#### [Problem details]
Your answer must consist of exactly the lines below, starting with the line with "Would you be able to point at the man's blue" and going on through the line with "Target: green vegetation", and nothing else.

#### [Region pointing data]
Segment Open

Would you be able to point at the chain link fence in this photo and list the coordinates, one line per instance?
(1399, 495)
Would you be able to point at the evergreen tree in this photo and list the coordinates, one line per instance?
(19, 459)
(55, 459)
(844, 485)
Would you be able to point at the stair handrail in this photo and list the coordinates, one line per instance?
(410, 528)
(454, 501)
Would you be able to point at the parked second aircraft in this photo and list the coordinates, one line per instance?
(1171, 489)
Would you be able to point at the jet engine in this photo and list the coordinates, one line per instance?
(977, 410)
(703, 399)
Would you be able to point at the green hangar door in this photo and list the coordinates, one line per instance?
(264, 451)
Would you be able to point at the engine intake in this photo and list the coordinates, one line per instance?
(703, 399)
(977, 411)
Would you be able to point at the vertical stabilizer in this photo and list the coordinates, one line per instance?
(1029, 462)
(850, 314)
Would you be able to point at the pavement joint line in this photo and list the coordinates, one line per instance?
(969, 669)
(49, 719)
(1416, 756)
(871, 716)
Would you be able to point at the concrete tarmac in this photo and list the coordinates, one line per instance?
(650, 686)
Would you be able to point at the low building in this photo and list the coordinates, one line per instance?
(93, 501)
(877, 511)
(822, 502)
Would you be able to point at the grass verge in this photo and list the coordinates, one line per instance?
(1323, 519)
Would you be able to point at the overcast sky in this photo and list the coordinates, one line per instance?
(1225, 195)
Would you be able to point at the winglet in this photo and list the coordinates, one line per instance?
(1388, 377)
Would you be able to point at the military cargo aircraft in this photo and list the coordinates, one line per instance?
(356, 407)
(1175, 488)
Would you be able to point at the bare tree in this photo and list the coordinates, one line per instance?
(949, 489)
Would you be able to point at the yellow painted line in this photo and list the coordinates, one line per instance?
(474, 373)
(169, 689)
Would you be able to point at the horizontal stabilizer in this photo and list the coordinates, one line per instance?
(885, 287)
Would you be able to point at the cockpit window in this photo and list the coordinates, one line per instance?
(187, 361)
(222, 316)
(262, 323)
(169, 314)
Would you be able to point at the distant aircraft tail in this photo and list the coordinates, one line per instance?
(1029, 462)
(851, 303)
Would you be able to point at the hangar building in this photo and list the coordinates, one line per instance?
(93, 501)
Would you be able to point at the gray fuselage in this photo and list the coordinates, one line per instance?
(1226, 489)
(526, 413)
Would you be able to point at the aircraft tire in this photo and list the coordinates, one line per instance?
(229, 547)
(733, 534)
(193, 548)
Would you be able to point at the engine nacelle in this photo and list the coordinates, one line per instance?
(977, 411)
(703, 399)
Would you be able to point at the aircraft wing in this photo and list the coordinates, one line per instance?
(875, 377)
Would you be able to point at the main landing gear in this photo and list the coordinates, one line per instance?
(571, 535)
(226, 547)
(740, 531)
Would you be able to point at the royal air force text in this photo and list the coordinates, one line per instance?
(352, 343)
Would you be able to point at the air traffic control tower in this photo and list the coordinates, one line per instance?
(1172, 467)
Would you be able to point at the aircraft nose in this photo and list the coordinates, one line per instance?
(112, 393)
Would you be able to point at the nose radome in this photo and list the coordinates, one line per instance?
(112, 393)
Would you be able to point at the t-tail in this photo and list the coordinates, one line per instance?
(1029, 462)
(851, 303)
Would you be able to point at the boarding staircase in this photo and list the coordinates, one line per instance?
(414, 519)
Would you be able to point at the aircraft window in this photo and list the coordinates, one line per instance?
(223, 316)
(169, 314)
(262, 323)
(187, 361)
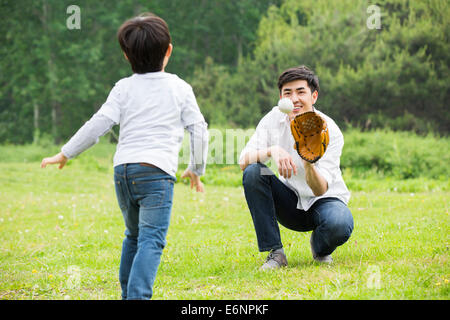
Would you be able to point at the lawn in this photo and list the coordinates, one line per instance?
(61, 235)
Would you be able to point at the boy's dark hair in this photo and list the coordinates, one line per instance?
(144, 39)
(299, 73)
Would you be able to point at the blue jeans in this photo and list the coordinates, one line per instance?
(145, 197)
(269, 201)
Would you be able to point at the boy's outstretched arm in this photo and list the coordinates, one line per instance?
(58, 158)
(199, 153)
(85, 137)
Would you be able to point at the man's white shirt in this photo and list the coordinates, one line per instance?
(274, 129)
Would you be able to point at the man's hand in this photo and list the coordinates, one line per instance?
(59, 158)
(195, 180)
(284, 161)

Segment Closed
Segment Open

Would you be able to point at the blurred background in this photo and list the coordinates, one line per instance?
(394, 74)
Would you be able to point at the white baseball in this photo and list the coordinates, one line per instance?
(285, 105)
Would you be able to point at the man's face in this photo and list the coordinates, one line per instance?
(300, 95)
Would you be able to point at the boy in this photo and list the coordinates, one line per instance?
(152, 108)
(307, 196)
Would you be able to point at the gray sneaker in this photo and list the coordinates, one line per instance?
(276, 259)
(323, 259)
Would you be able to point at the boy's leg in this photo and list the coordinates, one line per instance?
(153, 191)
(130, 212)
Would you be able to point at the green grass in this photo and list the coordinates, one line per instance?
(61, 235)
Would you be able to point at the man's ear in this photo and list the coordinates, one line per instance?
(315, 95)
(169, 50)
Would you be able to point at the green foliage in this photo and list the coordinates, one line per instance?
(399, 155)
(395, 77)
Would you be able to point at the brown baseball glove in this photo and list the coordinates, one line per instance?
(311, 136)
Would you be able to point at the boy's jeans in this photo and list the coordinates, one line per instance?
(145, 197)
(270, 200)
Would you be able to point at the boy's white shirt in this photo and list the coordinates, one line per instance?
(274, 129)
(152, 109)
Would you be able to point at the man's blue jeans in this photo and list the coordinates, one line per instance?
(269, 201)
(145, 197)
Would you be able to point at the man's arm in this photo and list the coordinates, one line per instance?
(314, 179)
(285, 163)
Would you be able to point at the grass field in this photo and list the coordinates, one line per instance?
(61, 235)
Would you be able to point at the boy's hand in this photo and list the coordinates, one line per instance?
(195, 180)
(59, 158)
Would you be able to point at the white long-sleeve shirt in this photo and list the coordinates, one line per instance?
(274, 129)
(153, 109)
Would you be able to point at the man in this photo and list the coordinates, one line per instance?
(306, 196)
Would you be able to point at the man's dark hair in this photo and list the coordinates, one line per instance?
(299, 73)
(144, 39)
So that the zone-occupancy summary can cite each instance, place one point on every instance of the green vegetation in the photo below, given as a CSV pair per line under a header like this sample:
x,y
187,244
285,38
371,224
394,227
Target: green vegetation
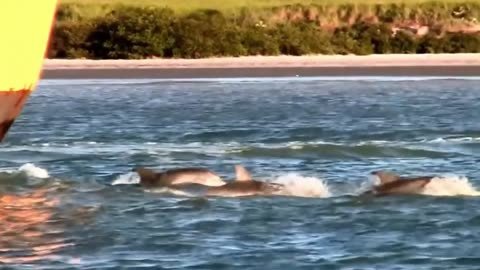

Segment Closed
Segment Open

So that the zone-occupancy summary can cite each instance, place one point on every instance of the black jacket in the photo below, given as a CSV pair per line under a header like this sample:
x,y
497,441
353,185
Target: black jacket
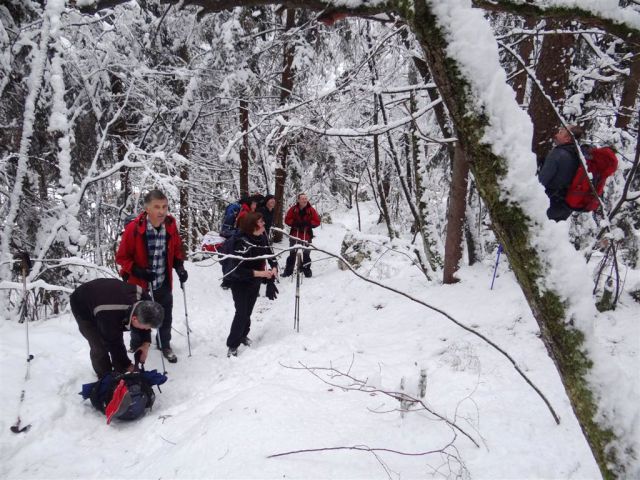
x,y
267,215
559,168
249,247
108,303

Segment Closed

#### [Response for this exercise]
Would you be able to point at the man's blue jeans in this photo and list the coordinates, one line per instance?
(269, 201)
(145, 197)
Would you be able to point at the man's arm in this photo and list the coordinates, one line per instance?
(314, 179)
(285, 163)
Would you be able to point at the grass field in this photo and list the coordinates, one line per instance?
(61, 235)
Would you be able to point at the boy's hand in this photo and list the coordinates, one line per instance?
(195, 180)
(59, 158)
Would you be able to point at the white long-sleeve shirt in this photo and list the coordinates, one line per instance?
(274, 129)
(153, 109)
Would you be able to point at the man in this photo and list the coordinates, one line per instance?
(306, 196)
Would you be able to point at the man's dark hair in this photo and list the coordinates, one line per instance?
(299, 73)
(144, 39)
So that the zone-occupancy summary can cite each instance, place one point on every instance of the green vegetation in the photo below, given as a CSV pair per line under a header like this sample:
x,y
187,244
285,38
371,224
394,227
Target: green vegetation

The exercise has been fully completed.